# DESAFIO A
Verta para o inglês esta frase do artigo: "Claro, o lugar era um parque temático."

Já estava esperando o pior, quando nossos pratos chegaram. Sensacionais, perfumadíssimos, saborosíssimos. E não era apenas a fome falando. Os porcini eram frescos, macios, deliciosos, e em pedaços muito pouco tacanhas, a massa estava perfeitamente cozida, e o queijo era de qualidade. Titia fez tantos elogios a seu prato que insistiu para que também o fotografasse. Uma das melhores refeições que tive durante a viagem, e em um dos lugares mais capengas.


Sentindo gosto da Itália na boca, resolvemos aproveitar o tema e conhecer um tal de mercado italiano em uma das grandes vinícolas no outro extremo da região. Ao chegarmos lá, a grande quantidade de ônibus estacionados embaixo de auto-falantes tocando música italiana já nos avisava do que estava por vir. Claro, o lugar era um parque temático. O mercado não era nada interessante, e todo o complexo era uma armadilha para turistas. Tanto, que não tive vontade de experimentar seus vinhos, ao ver como eles faziam daquilo um espetáculo brega, ao contrário dos outros lugares onde estivéramos.

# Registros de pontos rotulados
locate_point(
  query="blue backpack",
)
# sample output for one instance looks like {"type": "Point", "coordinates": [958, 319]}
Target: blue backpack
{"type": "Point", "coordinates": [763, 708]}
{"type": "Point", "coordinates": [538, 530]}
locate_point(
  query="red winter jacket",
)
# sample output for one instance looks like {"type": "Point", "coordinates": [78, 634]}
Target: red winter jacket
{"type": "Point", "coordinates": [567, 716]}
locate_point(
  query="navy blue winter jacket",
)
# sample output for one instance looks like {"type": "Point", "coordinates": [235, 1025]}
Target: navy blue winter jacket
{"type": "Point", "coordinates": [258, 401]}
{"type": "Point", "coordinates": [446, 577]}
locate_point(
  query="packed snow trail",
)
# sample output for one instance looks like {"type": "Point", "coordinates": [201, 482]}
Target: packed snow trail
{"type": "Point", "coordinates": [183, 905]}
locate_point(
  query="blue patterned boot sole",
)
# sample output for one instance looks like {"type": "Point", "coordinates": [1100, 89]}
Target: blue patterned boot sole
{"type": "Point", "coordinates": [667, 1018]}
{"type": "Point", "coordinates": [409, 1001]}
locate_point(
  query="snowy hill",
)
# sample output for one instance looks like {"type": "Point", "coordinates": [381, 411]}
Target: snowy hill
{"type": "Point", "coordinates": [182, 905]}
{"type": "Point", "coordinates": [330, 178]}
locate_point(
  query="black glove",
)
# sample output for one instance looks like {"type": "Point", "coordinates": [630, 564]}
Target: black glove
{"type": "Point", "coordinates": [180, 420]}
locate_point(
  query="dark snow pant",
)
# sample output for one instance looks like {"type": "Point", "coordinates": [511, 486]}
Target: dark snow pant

# DESAFIO B
Localize na listagem todas as linhas que contêm a palavra "backpack" e copie-as. Diferencie maiúsculas de minúsculas.

# RESULTADO A
Of course, the place was a theme park.

# RESULTADO B
  query="blue backpack",
Target: blue backpack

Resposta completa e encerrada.